> _GIVEN EXERCISE_: Copy the data from the line that has "query: the noun phrase to segment: **black" through the line that has "106], [8, 178]]", keeping every line. Increase each coordinate in the answer outlines by 85, and leave the numbers in the sample formats unchanged.

> _Region labeling items_:
########################################

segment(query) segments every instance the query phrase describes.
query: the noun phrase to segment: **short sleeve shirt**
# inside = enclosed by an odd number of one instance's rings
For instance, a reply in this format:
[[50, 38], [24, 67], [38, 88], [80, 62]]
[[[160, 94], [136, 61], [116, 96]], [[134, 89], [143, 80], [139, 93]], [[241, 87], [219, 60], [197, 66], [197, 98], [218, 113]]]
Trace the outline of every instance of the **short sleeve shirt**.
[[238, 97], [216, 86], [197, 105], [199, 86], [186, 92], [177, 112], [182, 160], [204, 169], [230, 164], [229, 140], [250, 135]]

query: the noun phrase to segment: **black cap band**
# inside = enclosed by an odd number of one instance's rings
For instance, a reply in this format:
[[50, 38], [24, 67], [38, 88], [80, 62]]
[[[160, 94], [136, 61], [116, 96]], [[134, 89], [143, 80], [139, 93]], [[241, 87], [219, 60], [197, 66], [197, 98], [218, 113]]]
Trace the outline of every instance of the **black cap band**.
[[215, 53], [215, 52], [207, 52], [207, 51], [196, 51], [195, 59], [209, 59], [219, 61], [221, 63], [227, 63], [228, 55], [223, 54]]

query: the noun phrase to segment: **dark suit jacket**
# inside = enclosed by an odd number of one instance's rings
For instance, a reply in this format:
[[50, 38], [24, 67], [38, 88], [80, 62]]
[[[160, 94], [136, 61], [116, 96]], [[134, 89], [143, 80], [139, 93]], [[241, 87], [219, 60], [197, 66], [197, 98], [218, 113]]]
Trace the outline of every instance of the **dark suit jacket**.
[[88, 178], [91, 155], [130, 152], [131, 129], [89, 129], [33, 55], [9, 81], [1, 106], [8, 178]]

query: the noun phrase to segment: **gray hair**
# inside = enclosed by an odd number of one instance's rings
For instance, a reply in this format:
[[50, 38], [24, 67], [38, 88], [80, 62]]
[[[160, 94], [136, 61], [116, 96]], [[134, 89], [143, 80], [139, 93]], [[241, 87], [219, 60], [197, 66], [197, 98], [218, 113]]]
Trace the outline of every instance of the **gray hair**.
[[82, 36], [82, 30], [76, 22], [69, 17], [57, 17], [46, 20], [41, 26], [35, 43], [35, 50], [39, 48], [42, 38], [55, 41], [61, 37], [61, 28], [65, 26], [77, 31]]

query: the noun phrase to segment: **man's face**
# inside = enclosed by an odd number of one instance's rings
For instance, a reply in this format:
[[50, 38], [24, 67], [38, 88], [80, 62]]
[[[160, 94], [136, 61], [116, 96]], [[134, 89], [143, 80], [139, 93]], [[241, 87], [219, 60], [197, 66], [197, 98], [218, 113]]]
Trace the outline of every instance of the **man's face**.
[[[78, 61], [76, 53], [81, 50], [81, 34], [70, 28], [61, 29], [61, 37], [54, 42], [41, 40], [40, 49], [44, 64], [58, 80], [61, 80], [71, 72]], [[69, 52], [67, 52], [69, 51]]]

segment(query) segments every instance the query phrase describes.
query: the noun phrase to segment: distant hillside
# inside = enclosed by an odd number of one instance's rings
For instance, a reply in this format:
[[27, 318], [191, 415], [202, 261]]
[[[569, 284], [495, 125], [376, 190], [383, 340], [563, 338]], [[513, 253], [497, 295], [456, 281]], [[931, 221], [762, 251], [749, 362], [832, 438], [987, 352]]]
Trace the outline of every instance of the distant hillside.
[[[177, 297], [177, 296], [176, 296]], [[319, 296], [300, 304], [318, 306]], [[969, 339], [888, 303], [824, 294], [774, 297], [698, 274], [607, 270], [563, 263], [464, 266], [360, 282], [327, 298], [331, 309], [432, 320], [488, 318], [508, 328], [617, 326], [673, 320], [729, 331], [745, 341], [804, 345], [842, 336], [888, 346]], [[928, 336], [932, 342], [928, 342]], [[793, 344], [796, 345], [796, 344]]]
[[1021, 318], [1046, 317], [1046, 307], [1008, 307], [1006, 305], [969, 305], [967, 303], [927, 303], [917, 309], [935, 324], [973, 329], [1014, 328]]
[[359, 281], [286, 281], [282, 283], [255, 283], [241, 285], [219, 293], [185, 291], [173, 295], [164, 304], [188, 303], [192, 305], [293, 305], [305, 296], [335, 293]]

########################################

> _COMPLETED EXERCISE_:
query: the noun phrase to segment: **black cap band**
# inside = enclosed by an odd number of one instance's rings
For instance, a reply in this format:
[[50, 38], [24, 67], [38, 88], [80, 62]]
[[[160, 94], [136, 61], [116, 96]], [[134, 89], [143, 80], [139, 93]], [[241, 87], [219, 60], [197, 66], [197, 98], [218, 113]]]
Trace the outline of every instance of the **black cap band**.
[[300, 138], [300, 137], [292, 137], [292, 136], [281, 136], [280, 144], [294, 144], [304, 146], [306, 148], [312, 148], [313, 140], [308, 139]]

query: the noun phrase to segment: **dark suit jacket**
# inside = enclosed by an odd number of one instance's rings
For instance, a reply in this format:
[[50, 38], [24, 67], [38, 88], [80, 62]]
[[[160, 94], [136, 61], [116, 96]], [[134, 89], [143, 80], [139, 93]], [[241, 87], [219, 60], [197, 66], [197, 98], [218, 113]]]
Trace the outline of every instance of the **dark suit jacket**.
[[173, 263], [176, 240], [215, 237], [216, 214], [174, 214], [118, 140], [94, 166], [86, 191], [93, 263]]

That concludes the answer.